▶ _ASSIGNMENT_
Please return each of the entries that follow, unchanged in every word.

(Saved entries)
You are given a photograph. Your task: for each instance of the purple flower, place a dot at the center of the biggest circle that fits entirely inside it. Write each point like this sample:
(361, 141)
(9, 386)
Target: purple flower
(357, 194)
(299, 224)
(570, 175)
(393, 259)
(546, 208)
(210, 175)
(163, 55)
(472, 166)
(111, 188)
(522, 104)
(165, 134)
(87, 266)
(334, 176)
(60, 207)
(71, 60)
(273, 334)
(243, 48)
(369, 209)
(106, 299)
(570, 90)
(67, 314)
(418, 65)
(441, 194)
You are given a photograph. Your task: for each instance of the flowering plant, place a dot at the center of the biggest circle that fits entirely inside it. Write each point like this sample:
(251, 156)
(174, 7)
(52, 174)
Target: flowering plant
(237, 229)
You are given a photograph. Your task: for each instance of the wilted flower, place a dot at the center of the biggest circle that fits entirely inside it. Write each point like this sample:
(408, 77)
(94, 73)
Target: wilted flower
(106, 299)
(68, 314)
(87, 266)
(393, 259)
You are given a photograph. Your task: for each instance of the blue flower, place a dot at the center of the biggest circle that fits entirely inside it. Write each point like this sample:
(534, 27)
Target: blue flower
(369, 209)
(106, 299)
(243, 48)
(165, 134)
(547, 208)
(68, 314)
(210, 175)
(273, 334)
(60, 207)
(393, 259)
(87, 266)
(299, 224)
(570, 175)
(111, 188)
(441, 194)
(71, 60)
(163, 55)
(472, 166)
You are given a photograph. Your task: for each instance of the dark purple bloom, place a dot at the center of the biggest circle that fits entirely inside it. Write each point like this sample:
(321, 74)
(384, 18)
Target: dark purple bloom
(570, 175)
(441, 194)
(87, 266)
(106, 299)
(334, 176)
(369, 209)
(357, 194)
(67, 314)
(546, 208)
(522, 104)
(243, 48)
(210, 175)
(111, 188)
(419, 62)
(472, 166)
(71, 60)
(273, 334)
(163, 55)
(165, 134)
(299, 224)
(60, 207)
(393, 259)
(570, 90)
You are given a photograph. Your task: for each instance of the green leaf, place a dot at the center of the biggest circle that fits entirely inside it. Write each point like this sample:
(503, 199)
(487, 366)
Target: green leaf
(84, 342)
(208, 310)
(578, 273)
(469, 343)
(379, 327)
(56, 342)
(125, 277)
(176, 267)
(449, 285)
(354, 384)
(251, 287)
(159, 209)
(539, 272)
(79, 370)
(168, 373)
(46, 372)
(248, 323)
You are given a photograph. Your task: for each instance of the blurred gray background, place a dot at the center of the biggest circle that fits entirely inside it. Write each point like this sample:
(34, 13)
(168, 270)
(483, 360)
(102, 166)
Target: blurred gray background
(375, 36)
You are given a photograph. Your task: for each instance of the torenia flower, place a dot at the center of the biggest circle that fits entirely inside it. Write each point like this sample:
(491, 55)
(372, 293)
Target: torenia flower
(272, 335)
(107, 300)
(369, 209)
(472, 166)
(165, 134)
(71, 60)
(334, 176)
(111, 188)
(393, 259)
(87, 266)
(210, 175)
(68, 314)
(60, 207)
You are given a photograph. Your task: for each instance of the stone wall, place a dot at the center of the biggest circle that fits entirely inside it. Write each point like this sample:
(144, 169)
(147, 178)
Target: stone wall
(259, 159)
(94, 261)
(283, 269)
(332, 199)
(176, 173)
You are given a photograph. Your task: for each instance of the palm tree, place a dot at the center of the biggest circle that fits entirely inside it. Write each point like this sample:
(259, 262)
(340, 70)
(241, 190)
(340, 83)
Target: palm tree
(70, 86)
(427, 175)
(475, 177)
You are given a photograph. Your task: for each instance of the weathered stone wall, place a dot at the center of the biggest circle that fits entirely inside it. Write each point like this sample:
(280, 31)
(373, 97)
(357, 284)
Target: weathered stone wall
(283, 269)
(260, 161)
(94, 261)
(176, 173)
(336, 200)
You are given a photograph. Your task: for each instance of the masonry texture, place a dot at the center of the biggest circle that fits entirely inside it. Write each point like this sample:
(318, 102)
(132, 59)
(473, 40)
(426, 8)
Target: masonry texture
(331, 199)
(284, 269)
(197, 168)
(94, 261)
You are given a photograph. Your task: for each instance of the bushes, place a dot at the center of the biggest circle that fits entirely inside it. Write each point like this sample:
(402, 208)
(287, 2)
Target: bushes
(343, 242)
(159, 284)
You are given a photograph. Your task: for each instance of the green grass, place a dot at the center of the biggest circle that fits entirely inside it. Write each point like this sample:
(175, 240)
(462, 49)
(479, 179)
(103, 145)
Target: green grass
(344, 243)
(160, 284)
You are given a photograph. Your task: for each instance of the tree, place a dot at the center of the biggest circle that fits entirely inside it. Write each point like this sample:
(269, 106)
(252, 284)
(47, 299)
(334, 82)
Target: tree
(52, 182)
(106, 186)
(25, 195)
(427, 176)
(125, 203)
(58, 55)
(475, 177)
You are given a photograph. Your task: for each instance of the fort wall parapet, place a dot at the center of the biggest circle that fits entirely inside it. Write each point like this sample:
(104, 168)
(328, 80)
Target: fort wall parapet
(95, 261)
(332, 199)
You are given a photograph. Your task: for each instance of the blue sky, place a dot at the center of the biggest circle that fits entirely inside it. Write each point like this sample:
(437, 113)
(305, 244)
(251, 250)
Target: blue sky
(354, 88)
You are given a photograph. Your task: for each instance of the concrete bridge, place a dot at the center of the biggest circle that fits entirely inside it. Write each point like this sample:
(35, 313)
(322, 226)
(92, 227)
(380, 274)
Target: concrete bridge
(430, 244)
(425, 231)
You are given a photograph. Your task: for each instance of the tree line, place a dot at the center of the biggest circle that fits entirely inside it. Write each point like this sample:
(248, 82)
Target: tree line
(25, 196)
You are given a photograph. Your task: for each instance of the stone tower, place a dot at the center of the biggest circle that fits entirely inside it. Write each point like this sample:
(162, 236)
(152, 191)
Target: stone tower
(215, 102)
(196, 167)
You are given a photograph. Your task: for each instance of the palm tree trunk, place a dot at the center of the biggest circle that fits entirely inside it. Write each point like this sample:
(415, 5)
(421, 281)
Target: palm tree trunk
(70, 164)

▶ _RESPONSE AREA_
You are given a photograph. Your task: for each instance of the purple flower, place a dot at the center of the biggest circle that fits entirely inside it. Write each point like this sample:
(361, 141)
(9, 386)
Target: purple flower
(357, 194)
(299, 224)
(570, 175)
(393, 259)
(546, 208)
(210, 175)
(163, 55)
(472, 166)
(111, 188)
(522, 104)
(165, 134)
(87, 266)
(334, 176)
(60, 207)
(71, 60)
(273, 334)
(243, 48)
(369, 209)
(106, 299)
(570, 90)
(67, 314)
(418, 65)
(441, 194)
You are given a photograph. Your task: for each instance of the flowering plant, place a dot at the center of the biggest circle that fits entirely inside it. Write each point like this sample:
(251, 156)
(174, 7)
(52, 174)
Target: flowering plant
(237, 229)
You are given a photograph. Your task: for each instance of the wilted flower, place a dot at the center of the biggest circle that fits entirely inside it. Write each point like this sample:
(408, 77)
(94, 73)
Target: wilted flower
(106, 299)
(68, 314)
(87, 266)
(393, 259)
You are given a photograph. Your task: for each instance of the blue flower, place a dot at the center of the biggest circle that fits entirely inside it. Write each point like this sample:
(534, 27)
Target: blue flower
(369, 209)
(106, 299)
(243, 48)
(165, 134)
(547, 208)
(68, 314)
(210, 175)
(273, 334)
(60, 207)
(393, 259)
(87, 266)
(299, 224)
(570, 175)
(111, 188)
(441, 194)
(71, 60)
(163, 55)
(472, 166)
You are given a photograph. Your task: for each instance of the dark purple bloom, place a dot at the center of the biggest circle that fits entirely inside it. Write each point like this sample:
(321, 74)
(384, 18)
Target: dark purple bloom
(570, 175)
(441, 194)
(87, 266)
(106, 299)
(334, 176)
(369, 209)
(357, 194)
(67, 314)
(546, 208)
(522, 104)
(243, 48)
(210, 175)
(111, 188)
(419, 62)
(472, 166)
(71, 60)
(273, 334)
(163, 55)
(165, 134)
(299, 224)
(60, 207)
(393, 259)
(570, 90)
You are given a photograph. Your task: for each instance of the green leaf, place a dot at the center of the biggest circle that fits entirely inside it. Write each point like this sample:
(503, 199)
(487, 366)
Target: green leaf
(84, 342)
(208, 310)
(578, 273)
(469, 343)
(379, 327)
(56, 342)
(125, 277)
(176, 267)
(449, 285)
(354, 384)
(251, 287)
(159, 209)
(539, 272)
(79, 370)
(168, 373)
(46, 372)
(248, 323)
You are given a photograph. Your task: for each instance of the blurred gray background, place a dot at the center of the biggest circle that fits entirely inside it. Write each point like this sample:
(34, 13)
(168, 270)
(483, 360)
(102, 166)
Target: blurred gray background
(375, 36)
You are given a photograph. Your task: for each instance of the torenia flower, place a dot at the center of the biggest circle that fits entirely inside it. Write each point like this sample:
(491, 55)
(372, 293)
Target: torenia flower
(272, 335)
(107, 300)
(369, 209)
(472, 166)
(165, 134)
(71, 60)
(334, 176)
(111, 188)
(393, 259)
(87, 266)
(210, 175)
(68, 314)
(60, 207)
You are given a photograph. Your task: for each instance of the stone wall, place a dot at the center of the biggest circle that fits entirely inside it. Write each point like this sample:
(144, 169)
(147, 178)
Target: stone wall
(259, 159)
(94, 261)
(283, 269)
(332, 199)
(176, 173)
You are given a photograph. Your task: for each instance of the palm tree, place a dot at the center of the biggest circle that fits entirely inside it. Write each point like this sample:
(259, 262)
(340, 70)
(241, 190)
(340, 83)
Target: palm tree
(70, 86)
(427, 175)
(475, 177)
You are given a photograph. Your task: for each instance of the weathered stone wall, place a dot at the center of the biggest circle that fits entirely inside it. Write each point like this sample:
(280, 31)
(373, 97)
(357, 284)
Target: weathered stone wall
(283, 269)
(260, 161)
(94, 261)
(176, 173)
(336, 200)
You are given a photograph. Your task: for each instance of the masonry texture, place a dot at the center of the biggest circle that fits entirely inside it. Write each point like this sample:
(318, 102)
(132, 59)
(473, 40)
(426, 8)
Target: masonry texture
(331, 199)
(284, 269)
(197, 168)
(94, 261)
You are given a photograph. Your task: for each instance of the bushes, place a dot at the center of the biggest circle that fits entirely inside it. Write each point like this sample:
(402, 208)
(287, 2)
Target: bushes
(343, 242)
(159, 284)
You are given a photograph. Your task: for each instance of the green grass, place a dot at the center of the biggest circle that fits entirely inside it. Write each point like this sample:
(175, 240)
(462, 49)
(479, 179)
(103, 145)
Target: green grass
(344, 243)
(160, 284)
You are given a photograph. Your task: for each instance of the tree, place a dot at the center of the biggest circle that fits entirely inside it. Write each point like this sample:
(269, 106)
(252, 284)
(47, 299)
(334, 82)
Target: tree
(52, 182)
(106, 186)
(25, 195)
(427, 176)
(125, 203)
(58, 55)
(475, 177)
You are given a photograph. Your task: for each instance of the fort wall parapet, place a dot at the center of the biggest circle that fits entirely inside it. Write each point like this sample:
(104, 168)
(328, 80)
Target: fort wall parapet
(95, 261)
(332, 199)
You are given a photograph. Your task: for each instance of the blue sky, place a dot at the center of the biggest circle that fits entirely inside it. Write each point like this sample:
(437, 113)
(305, 244)
(251, 250)
Target: blue sky
(354, 88)
You are given a photograph. Your task: for each instance of the concrete bridge, place a dot at the center of the biggest circle that fits entirely inside it. Write each point like this sample:
(35, 313)
(322, 226)
(92, 227)
(380, 274)
Target: concrete bridge
(430, 244)
(425, 231)
You are given a photograph. Your task: for each instance of the tree line, place a dot at the center of the biggest circle that fits entirely inside it. Write each point like this sample:
(248, 82)
Target: tree line
(25, 196)
You are given a photograph. Your task: for each instance of the stone tower, place a dot at the center of the biggest circle that fits entirely inside it. Write each point like this sample:
(162, 236)
(152, 191)
Target: stone tower
(215, 102)
(196, 167)
You are given a photograph. Your task: for each instance of the palm tree trunk, place a dot at the center of the biggest circle that fits entirely inside it. Write each point like this sample:
(415, 5)
(421, 281)
Target: palm tree trunk
(70, 164)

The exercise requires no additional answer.